TASK GOAL: Begin at the line containing "Please identify the dark" and copy each line exactly through the end of the records, leaving out what comes before.

RECORDS FOR PROCESSING START

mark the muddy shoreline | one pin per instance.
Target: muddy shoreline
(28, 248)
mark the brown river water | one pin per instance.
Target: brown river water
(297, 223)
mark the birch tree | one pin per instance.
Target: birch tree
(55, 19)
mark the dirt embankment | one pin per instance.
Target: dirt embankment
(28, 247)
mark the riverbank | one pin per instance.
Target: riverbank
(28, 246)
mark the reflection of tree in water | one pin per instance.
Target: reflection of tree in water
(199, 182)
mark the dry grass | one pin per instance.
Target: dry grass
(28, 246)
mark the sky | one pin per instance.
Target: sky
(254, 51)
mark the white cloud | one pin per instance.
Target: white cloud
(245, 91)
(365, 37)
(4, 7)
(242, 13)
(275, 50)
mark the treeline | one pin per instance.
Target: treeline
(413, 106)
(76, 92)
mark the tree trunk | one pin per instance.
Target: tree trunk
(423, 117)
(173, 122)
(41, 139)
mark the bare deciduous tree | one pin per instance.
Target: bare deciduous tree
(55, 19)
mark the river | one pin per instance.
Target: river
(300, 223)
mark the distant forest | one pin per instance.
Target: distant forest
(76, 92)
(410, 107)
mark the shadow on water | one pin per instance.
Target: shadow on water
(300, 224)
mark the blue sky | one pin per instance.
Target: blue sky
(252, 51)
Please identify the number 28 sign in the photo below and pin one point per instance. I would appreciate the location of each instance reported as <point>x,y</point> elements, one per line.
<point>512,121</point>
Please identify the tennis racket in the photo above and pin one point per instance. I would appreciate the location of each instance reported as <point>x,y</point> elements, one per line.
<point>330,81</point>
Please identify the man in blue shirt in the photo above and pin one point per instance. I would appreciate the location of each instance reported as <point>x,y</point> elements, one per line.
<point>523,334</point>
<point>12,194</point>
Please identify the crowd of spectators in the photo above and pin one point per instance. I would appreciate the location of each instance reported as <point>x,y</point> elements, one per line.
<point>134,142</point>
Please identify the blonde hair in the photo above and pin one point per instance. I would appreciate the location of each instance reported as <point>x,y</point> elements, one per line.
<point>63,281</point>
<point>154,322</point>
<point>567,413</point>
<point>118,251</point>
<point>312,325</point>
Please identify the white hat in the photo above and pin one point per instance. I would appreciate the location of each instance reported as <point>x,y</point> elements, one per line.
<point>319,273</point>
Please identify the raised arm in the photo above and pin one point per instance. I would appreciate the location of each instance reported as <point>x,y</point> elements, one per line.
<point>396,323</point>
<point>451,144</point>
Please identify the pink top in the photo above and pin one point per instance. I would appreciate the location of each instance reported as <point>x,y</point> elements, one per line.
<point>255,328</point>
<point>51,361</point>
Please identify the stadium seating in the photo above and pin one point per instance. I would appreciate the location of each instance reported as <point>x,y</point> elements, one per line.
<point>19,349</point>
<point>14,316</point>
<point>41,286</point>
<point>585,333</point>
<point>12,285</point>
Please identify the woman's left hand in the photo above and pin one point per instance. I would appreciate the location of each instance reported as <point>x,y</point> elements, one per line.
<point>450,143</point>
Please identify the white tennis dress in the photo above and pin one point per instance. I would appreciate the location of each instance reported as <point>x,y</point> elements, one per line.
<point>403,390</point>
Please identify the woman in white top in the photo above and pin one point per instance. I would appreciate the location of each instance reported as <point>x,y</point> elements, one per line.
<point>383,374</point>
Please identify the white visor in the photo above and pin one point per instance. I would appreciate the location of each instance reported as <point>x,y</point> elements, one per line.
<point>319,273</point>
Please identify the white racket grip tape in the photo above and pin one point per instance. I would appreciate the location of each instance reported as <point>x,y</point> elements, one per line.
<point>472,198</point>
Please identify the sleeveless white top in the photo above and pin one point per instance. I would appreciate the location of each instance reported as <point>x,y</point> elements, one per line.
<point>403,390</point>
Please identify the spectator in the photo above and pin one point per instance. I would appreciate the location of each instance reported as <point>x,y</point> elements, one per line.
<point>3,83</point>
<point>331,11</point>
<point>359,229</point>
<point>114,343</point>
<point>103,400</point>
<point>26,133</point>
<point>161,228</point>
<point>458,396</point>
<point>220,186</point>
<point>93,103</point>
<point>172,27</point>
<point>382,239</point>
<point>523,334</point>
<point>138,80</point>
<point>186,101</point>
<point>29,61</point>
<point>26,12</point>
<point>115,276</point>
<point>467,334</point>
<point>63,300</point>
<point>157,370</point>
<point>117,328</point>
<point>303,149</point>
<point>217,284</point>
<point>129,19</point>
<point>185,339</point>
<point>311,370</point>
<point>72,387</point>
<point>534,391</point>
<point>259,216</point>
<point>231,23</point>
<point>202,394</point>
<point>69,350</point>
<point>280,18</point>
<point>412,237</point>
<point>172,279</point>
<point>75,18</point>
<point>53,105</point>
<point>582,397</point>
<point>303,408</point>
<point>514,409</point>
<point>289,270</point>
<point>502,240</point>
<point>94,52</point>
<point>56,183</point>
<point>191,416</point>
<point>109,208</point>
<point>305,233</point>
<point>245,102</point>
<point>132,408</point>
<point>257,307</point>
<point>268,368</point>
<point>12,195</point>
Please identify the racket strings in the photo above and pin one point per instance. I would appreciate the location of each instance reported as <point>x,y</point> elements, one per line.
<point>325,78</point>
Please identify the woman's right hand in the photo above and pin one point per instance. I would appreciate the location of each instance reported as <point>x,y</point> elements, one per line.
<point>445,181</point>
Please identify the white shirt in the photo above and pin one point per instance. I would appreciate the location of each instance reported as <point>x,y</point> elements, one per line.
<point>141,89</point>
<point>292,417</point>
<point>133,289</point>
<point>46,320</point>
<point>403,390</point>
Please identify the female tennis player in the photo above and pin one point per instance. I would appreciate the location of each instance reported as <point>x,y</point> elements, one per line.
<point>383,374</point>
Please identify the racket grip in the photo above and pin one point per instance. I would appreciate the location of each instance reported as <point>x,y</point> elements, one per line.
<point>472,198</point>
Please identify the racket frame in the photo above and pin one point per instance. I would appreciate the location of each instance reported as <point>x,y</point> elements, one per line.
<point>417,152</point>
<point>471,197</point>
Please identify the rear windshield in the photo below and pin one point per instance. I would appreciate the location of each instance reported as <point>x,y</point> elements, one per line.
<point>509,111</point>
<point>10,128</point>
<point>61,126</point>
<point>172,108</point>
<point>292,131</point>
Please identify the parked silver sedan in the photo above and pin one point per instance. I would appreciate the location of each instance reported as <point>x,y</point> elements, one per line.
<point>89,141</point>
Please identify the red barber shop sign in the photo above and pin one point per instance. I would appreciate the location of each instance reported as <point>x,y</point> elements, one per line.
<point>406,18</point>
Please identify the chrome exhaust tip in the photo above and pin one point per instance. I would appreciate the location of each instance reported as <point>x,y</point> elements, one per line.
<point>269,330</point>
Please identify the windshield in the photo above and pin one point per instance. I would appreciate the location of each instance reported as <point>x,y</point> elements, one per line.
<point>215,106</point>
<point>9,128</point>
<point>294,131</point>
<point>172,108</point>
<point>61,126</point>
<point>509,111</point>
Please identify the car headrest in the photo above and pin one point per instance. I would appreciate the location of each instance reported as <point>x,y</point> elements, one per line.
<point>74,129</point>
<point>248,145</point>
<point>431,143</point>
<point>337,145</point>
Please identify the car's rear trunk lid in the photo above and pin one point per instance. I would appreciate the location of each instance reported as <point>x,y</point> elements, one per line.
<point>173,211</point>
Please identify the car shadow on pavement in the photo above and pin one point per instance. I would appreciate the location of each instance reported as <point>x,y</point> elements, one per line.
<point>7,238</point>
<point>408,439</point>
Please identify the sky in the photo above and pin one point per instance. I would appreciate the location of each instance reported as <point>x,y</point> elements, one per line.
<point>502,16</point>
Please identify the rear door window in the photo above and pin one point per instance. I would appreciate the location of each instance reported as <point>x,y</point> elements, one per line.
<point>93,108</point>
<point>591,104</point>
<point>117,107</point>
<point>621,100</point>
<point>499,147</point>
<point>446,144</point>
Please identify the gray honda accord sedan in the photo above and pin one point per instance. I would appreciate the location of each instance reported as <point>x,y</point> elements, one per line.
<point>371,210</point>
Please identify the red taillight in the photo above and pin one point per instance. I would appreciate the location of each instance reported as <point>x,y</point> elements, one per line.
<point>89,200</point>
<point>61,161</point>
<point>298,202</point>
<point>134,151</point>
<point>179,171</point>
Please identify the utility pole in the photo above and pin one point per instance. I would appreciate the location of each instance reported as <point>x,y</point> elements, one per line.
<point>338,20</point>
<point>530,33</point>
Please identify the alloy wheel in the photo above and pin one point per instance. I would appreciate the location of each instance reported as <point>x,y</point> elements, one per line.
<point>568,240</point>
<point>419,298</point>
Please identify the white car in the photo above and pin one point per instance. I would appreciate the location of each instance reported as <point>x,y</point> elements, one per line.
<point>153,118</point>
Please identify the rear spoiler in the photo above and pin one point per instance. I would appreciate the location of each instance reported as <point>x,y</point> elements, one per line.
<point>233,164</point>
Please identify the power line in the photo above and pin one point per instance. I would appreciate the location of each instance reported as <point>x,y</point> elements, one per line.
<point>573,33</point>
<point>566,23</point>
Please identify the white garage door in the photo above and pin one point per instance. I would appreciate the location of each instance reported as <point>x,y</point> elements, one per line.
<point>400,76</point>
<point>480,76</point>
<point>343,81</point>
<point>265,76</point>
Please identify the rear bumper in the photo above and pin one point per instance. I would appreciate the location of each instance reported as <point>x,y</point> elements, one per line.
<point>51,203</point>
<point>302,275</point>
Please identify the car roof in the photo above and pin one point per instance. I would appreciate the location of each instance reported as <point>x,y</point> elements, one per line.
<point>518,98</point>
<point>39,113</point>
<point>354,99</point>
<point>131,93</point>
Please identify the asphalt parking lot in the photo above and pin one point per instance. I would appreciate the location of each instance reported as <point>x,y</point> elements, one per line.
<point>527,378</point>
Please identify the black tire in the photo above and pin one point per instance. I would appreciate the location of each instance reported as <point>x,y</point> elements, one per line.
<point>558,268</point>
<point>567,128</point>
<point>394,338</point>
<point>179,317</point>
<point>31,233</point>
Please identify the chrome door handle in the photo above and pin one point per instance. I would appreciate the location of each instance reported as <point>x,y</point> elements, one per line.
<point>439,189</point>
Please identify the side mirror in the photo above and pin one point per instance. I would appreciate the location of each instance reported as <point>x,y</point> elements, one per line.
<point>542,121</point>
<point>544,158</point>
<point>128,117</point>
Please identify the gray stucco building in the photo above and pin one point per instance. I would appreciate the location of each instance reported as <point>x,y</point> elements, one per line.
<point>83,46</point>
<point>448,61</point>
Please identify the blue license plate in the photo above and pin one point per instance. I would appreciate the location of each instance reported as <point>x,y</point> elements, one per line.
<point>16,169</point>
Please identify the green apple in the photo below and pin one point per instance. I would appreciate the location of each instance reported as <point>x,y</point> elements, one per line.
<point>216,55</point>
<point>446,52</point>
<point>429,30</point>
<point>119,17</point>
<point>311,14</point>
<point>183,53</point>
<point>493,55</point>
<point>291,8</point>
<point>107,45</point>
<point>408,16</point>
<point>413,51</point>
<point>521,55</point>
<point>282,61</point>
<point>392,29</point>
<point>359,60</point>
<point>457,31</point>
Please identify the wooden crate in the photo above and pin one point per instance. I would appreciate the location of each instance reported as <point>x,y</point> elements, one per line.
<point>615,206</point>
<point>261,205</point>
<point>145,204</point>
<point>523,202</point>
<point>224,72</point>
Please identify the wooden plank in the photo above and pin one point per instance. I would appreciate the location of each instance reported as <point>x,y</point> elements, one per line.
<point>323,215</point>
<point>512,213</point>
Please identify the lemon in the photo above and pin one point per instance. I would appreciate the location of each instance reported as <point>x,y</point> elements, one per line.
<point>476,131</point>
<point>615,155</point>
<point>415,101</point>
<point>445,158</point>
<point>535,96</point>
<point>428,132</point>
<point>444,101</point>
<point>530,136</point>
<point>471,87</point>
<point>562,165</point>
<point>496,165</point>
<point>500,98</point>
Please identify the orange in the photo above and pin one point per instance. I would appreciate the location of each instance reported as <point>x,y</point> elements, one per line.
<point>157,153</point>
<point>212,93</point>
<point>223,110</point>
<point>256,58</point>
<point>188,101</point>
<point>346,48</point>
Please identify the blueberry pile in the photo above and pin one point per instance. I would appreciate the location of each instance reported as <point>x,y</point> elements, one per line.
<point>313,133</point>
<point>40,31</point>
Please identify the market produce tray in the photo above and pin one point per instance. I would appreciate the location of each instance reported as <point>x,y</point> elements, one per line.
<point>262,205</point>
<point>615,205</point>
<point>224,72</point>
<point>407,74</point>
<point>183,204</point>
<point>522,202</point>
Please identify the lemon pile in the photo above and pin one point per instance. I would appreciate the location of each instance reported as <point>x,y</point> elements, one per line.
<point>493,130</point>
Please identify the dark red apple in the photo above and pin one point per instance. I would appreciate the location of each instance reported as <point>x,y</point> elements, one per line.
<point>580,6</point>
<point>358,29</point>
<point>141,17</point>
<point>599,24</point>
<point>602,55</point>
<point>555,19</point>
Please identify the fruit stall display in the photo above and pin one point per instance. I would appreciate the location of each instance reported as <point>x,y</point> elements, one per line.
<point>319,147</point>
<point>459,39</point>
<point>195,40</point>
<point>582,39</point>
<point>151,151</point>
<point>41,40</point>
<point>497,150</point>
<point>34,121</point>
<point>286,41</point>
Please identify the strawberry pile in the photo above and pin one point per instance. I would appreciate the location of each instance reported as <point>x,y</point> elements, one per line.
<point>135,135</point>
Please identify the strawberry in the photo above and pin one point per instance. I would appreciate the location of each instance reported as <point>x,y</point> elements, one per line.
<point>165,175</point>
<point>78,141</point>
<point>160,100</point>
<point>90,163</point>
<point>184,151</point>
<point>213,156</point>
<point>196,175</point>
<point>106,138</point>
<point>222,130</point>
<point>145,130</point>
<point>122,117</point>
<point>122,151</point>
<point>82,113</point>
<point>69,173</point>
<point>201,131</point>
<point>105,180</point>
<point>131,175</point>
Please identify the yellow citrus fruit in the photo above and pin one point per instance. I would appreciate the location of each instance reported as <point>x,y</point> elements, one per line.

RECORDS FOR PROCESSING END

EXERCISE RESULT:
Please identify the dark red apple in the photo above and pin one point per instance. I would appreciate the location of each instance reported as <point>x,y</point> elements, one per line.
<point>580,6</point>
<point>358,29</point>
<point>141,17</point>
<point>599,24</point>
<point>602,55</point>
<point>555,19</point>
Please identify the fruit stall display in the photo above and pin one point per instance. I would appreciate the location of each instance reported as <point>x,y</point> elements, one per line.
<point>319,147</point>
<point>459,39</point>
<point>195,40</point>
<point>582,39</point>
<point>151,151</point>
<point>41,40</point>
<point>497,150</point>
<point>34,121</point>
<point>286,41</point>
Please identify the strawberry pile in the photo above and pin one point per instance. I would appreciate the location of each instance reported as <point>x,y</point> elements, one per line.
<point>135,135</point>
Please identify the strawberry in the photo above and pin one point per instance. I would appreciate the location of each instance reported as <point>x,y</point> elements, one per line.
<point>165,175</point>
<point>78,141</point>
<point>160,100</point>
<point>90,163</point>
<point>184,151</point>
<point>213,156</point>
<point>196,175</point>
<point>106,138</point>
<point>222,130</point>
<point>145,130</point>
<point>122,117</point>
<point>122,151</point>
<point>82,113</point>
<point>69,173</point>
<point>201,131</point>
<point>105,180</point>
<point>131,175</point>
Please identify the yellow citrus fruit in the photo above and pin one point per instance. I would appreciate the location of each instance reported as <point>x,y</point> elements, one per line.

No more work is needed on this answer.